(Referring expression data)

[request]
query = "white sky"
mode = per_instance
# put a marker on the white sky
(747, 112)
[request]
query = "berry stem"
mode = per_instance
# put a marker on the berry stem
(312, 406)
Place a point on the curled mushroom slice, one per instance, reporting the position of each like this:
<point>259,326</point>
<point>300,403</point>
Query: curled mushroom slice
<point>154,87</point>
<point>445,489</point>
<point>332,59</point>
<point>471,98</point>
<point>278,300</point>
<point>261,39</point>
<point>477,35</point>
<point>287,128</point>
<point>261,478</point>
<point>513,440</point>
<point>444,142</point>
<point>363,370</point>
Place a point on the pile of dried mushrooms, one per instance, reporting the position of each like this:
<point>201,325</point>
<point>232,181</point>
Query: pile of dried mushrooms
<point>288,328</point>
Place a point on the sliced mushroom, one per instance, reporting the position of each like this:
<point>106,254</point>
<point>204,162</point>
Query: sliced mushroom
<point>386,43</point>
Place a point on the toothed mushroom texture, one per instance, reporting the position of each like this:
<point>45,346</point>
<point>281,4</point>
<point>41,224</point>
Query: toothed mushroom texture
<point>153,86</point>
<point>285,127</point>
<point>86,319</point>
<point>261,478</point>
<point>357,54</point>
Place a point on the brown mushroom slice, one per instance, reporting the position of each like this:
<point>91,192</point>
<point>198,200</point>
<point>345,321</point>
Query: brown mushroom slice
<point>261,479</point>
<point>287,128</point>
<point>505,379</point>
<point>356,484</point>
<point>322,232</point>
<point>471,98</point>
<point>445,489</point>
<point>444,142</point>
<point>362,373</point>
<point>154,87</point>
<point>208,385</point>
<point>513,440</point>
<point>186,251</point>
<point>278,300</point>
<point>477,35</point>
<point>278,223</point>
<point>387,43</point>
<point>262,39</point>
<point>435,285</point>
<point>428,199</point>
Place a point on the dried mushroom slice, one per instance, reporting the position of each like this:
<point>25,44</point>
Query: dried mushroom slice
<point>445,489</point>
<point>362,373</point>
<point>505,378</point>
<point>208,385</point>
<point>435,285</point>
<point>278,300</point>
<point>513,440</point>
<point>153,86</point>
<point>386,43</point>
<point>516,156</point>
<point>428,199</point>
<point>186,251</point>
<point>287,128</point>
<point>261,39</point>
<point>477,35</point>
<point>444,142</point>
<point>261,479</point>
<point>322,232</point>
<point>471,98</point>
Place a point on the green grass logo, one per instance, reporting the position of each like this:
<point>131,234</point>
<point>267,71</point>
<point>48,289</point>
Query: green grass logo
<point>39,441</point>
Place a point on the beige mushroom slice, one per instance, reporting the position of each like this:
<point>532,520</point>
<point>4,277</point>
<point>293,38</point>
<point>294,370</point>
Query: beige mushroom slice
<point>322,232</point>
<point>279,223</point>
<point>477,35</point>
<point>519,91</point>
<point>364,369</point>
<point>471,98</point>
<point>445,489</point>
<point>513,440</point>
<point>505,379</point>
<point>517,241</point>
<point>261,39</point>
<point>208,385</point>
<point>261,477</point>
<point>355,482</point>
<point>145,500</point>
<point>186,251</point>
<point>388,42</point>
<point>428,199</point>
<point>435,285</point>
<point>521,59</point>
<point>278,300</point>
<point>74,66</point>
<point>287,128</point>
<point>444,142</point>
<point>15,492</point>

* **ACTION ITEM**
Reproduce the data in its entirety. Keep every character unchanged.

* **SOLUTION TO THIS TASK**
[request]
query = "white sky"
mode = per_instance
# put a marker on the white sky
(747, 112)
[request]
query = "berry stem"
mode = per_instance
# put a marker on the berry stem
(312, 406)
Place a point on the curled mushroom slice, one per instance, reporting the position of each like this:
<point>259,326</point>
<point>300,403</point>
Query: curled mushroom slice
<point>154,87</point>
<point>445,489</point>
<point>332,59</point>
<point>471,98</point>
<point>278,300</point>
<point>261,39</point>
<point>477,35</point>
<point>287,128</point>
<point>261,478</point>
<point>513,440</point>
<point>444,142</point>
<point>363,370</point>
Place a point on the pile of dried mushrooms, one per instance, reporting the position of each like this:
<point>201,325</point>
<point>232,181</point>
Query: pile of dried mushrooms
<point>288,328</point>
Place a point on the sliced mushroom, one per instance, reporting the position of each like this:
<point>106,254</point>
<point>204,162</point>
Query: sliced mushroom
<point>386,43</point>
Place a point on the toothed mushroom texture, one per instance, reporting the position of each like this:
<point>45,346</point>
<point>281,4</point>
<point>41,224</point>
Query: toothed mushroom texture
<point>153,86</point>
<point>285,127</point>
<point>86,319</point>
<point>261,478</point>
<point>357,54</point>
Place a point on the brown mushroom slice, one per instance, reporting the position of each like this:
<point>91,192</point>
<point>198,200</point>
<point>345,321</point>
Query: brown mushroom slice
<point>261,479</point>
<point>287,128</point>
<point>505,379</point>
<point>356,484</point>
<point>322,232</point>
<point>471,98</point>
<point>445,489</point>
<point>444,142</point>
<point>362,373</point>
<point>154,87</point>
<point>208,385</point>
<point>513,440</point>
<point>186,251</point>
<point>278,300</point>
<point>477,35</point>
<point>278,223</point>
<point>387,43</point>
<point>262,39</point>
<point>435,285</point>
<point>428,199</point>
Place a point on the dried mushroom slice, one per instance, reporting the position of each like this:
<point>25,44</point>
Query: dried mushroom slice
<point>445,489</point>
<point>362,373</point>
<point>505,378</point>
<point>208,385</point>
<point>435,285</point>
<point>278,300</point>
<point>513,440</point>
<point>153,86</point>
<point>386,43</point>
<point>516,156</point>
<point>428,199</point>
<point>186,251</point>
<point>287,128</point>
<point>261,39</point>
<point>477,35</point>
<point>444,142</point>
<point>261,479</point>
<point>322,232</point>
<point>471,98</point>
Place a point on the green grass logo, one per instance, reporting the position of each like this:
<point>131,234</point>
<point>267,71</point>
<point>48,289</point>
Query: green grass logo
<point>39,441</point>
Place a point on the beige mushroom slice, one per instance, reporting the position of each like this:
<point>532,520</point>
<point>4,277</point>
<point>293,38</point>
<point>294,370</point>
Query: beige mushroom slice
<point>322,232</point>
<point>279,223</point>
<point>477,35</point>
<point>519,91</point>
<point>364,369</point>
<point>471,98</point>
<point>445,489</point>
<point>513,440</point>
<point>505,379</point>
<point>517,241</point>
<point>261,39</point>
<point>208,385</point>
<point>261,477</point>
<point>355,482</point>
<point>145,500</point>
<point>186,251</point>
<point>388,42</point>
<point>428,199</point>
<point>435,285</point>
<point>521,59</point>
<point>278,300</point>
<point>74,66</point>
<point>287,128</point>
<point>444,142</point>
<point>15,492</point>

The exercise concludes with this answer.